- _TASK OBJECTIVE_
In full and without edits, write out the data that follows.

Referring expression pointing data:
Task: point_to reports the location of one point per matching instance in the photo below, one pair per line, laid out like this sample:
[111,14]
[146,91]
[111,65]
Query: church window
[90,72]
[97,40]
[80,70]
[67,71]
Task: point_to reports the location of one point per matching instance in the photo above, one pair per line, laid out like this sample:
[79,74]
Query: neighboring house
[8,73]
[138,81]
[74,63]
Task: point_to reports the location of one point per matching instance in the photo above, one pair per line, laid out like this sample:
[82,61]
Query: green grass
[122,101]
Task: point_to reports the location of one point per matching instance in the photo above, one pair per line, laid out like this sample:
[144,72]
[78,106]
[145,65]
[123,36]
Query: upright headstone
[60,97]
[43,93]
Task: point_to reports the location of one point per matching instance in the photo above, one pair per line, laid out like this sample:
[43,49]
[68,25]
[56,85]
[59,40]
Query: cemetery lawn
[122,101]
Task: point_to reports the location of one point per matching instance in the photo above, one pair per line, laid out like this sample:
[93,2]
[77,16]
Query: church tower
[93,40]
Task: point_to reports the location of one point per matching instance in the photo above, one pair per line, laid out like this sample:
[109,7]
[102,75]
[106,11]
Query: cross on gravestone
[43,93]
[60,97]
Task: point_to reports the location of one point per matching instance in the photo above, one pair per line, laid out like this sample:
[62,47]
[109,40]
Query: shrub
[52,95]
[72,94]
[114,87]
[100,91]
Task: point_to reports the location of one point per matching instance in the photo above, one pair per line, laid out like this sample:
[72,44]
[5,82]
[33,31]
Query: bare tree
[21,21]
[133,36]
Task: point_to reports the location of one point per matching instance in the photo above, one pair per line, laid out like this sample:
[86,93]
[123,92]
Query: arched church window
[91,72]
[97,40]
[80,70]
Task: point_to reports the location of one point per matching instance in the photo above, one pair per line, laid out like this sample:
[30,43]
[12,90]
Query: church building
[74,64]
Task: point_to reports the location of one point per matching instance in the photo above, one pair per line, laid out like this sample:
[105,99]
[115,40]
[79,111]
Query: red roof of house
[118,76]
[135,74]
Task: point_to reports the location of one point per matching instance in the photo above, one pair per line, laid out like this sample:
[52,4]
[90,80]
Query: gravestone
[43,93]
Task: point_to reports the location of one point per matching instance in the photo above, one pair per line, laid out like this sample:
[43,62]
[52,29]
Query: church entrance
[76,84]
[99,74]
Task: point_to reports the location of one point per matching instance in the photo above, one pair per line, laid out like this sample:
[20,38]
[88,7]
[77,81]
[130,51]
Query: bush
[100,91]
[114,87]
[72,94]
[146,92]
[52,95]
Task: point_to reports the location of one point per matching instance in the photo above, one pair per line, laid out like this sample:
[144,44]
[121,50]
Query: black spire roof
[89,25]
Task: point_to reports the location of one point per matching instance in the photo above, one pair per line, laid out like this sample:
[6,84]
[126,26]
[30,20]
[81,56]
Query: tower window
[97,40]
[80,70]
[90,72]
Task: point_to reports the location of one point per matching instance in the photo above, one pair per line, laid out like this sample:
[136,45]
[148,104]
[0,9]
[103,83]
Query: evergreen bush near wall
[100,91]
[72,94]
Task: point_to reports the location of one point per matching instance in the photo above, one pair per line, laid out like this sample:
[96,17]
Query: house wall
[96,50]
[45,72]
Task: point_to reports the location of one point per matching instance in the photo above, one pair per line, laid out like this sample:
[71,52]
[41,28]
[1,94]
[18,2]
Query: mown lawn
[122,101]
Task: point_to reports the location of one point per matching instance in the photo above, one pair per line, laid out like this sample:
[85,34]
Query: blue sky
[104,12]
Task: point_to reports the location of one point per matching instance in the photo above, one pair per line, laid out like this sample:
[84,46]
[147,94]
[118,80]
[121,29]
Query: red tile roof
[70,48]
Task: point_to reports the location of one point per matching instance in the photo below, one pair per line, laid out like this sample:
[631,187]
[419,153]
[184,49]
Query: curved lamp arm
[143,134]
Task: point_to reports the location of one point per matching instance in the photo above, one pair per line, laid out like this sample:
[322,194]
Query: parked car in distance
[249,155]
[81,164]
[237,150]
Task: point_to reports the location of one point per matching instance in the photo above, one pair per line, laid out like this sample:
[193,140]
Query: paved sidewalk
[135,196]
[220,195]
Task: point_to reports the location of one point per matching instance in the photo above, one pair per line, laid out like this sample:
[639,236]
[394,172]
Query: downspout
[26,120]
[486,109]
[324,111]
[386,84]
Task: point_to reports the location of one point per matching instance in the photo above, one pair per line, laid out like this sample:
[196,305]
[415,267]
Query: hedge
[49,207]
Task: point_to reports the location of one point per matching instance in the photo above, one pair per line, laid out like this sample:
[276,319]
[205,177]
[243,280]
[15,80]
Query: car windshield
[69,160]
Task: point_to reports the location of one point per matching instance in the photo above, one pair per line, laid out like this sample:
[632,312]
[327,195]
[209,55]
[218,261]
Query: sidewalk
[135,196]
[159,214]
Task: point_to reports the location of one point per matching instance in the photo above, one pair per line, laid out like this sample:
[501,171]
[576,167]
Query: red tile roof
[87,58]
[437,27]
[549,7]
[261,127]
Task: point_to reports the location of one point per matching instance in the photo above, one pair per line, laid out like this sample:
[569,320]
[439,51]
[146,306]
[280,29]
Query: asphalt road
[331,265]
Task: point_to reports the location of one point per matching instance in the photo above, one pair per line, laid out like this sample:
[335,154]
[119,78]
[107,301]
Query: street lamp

- _WRITTEN RESPONSE_
Task: point_to reports the location of one point per matching instance in the photo below, one pair per line, laid out like this sample:
[111,14]
[146,91]
[111,65]
Query: church window
[90,72]
[97,40]
[80,70]
[67,71]
Task: point_to reports the location of one point per matching instance in the photo above, one pair per line, laid out like this sample:
[79,74]
Query: neighboring house
[8,73]
[138,81]
[74,63]
Task: point_to reports the location of one point per matching instance in the photo above, one pair per line, laid out like this sample:
[82,61]
Query: green grass
[122,101]
Task: point_to reports the location of one point per matching instance in the photo above, one pair per line, laid out like this sample:
[144,72]
[78,106]
[145,65]
[123,36]
Query: upright headstone
[60,97]
[43,93]
Task: point_to reports the location of one point per matching instance in the photo above, one pair per line, laid out like this sample:
[43,49]
[68,25]
[56,85]
[59,40]
Query: cemetery lawn
[122,101]
Task: point_to reports the location of one point per matching instance in the photo above, one pair per line, laid out like this sample:
[93,2]
[77,16]
Query: church tower
[93,40]
Task: point_to reports the location of one point per matching instance in the photo above, one pair per line, laid out like this sample:
[109,7]
[102,75]
[106,11]
Query: cross on gravestone
[43,93]
[60,97]
Task: point_to reports the location of one point per matching instance in the photo above, one pair per line, laid out like this sample:
[62,47]
[109,40]
Query: shrub
[52,95]
[72,94]
[114,87]
[100,91]
Task: point_to reports the location of one point per matching instance in the photo above, one pair per line, laid out like this sample:
[72,44]
[5,82]
[33,31]
Query: bare tree
[21,21]
[133,36]
Task: point_to reports the location of one point per matching instance in the photo above, one pair per line, laid out like this sample:
[86,93]
[123,92]
Query: arched church window
[91,72]
[97,40]
[80,70]
Task: point_to reports the location of one point per matching instance in the photo above, one pair per line, laid out like this sample:
[30,43]
[12,90]
Query: church building
[74,64]
Task: point_to reports the location of one point per matching instance in the photo above, one pair per line, laid out like this sample:
[105,99]
[115,40]
[79,111]
Query: red roof of house
[118,76]
[135,74]
Task: point_to reports the location of one point per matching instance in the photo above, one pair per line, laid out like this sample:
[52,4]
[90,80]
Query: gravestone
[43,93]
Task: point_to reports the location of one point per matching instance in the photo above, one pair per line, laid out like this sample:
[43,62]
[52,29]
Query: church entrance
[76,84]
[99,74]
Task: point_to reports the location of one point per matching instance in the photo above, one pair per line, laid out like this sample:
[20,38]
[88,7]
[77,81]
[130,51]
Query: bush
[100,91]
[114,87]
[72,94]
[146,92]
[52,95]
Task: point_to reports the location of one point per matching instance in the photo above, one pair per line, laid out like this sample:
[144,44]
[121,50]
Query: black spire roof
[89,25]
Task: point_to reports the location of one point per matching instance in the photo above, one pair per line, laid out like this sample:
[6,84]
[126,26]
[30,20]
[81,56]
Query: tower window
[97,40]
[80,70]
[90,72]
Task: point_to reports the location of one point per matching instance in the photo above, one pair per line, laid out like this sample:
[136,45]
[148,104]
[0,9]
[103,83]
Query: evergreen bush near wall
[100,91]
[72,94]
Task: point_to reports the location of one point per matching instance in the photo above, one pair per line, laid out like this sample:
[96,17]
Query: house wall
[96,50]
[45,72]
Task: point_to reports the location of one point per matching instance in the photo above, one pair per line, laid out like this sample:
[71,52]
[41,28]
[1,94]
[18,2]
Query: mown lawn
[122,101]
Task: point_to reports the location of one point per matching instance in the photo above, one pair per line, laid out like this sample:
[85,34]
Query: blue sky
[104,12]
Task: point_to reports the location of one point per matching instance in the photo above, one pair per line, laid out like this sample:
[84,46]
[147,94]
[118,80]
[121,29]
Query: red tile roof
[70,48]
Task: point_to reports the location of one point per matching instance in the photo below, one pair per line, laid out like this sample:
[631,187]
[419,153]
[184,49]
Query: curved lamp arm
[143,134]
Task: point_to reports the location of one point per matching instance in the photo above, one pair per line, laid out like this sample:
[322,194]
Query: parked car in distance
[249,155]
[81,164]
[237,150]
Task: point_to reports the location of one point per matching instance in the photo above, one pair per line, laid out like this sample:
[193,140]
Query: paved sidewalk
[135,196]
[220,195]
Task: point_to reports the location of one point per matching instance in the photo above, one pair per line, laid out like this sample:
[639,236]
[394,172]
Query: downspout
[26,120]
[486,109]
[324,111]
[386,84]
Task: point_to reports the location of one point per matching instance in the photo above, one pair per line, laid out like this sample:
[196,305]
[415,267]
Query: hedge
[49,207]
Task: point_to reports the location of one point per matching instance in the photo above, one pair per line, laid out like this sample:
[276,319]
[205,177]
[243,280]
[15,80]
Query: car windshield
[69,160]
Task: point_to reports the location of one point per matching instance in the photo above, one pair per line, laid out like this sample:
[632,312]
[327,195]
[209,55]
[218,261]
Query: sidewalk
[135,196]
[159,214]
Task: point_to reports the location of one point per matching instance in the photo above, one pair per line, laid out like this sample:
[501,171]
[576,167]
Query: red tile roof
[87,58]
[437,27]
[549,7]
[261,127]
Task: point_to reports the location of one point per matching instance in the photo above, one pair per line, laid out like this sample:
[569,320]
[439,51]
[146,306]
[280,29]
Query: asphalt road
[331,265]
Task: point_to reports the location of one point per matching instance in the photo above, one pair per line, laid out like this sample:
[335,154]
[119,78]
[107,301]
Query: street lamp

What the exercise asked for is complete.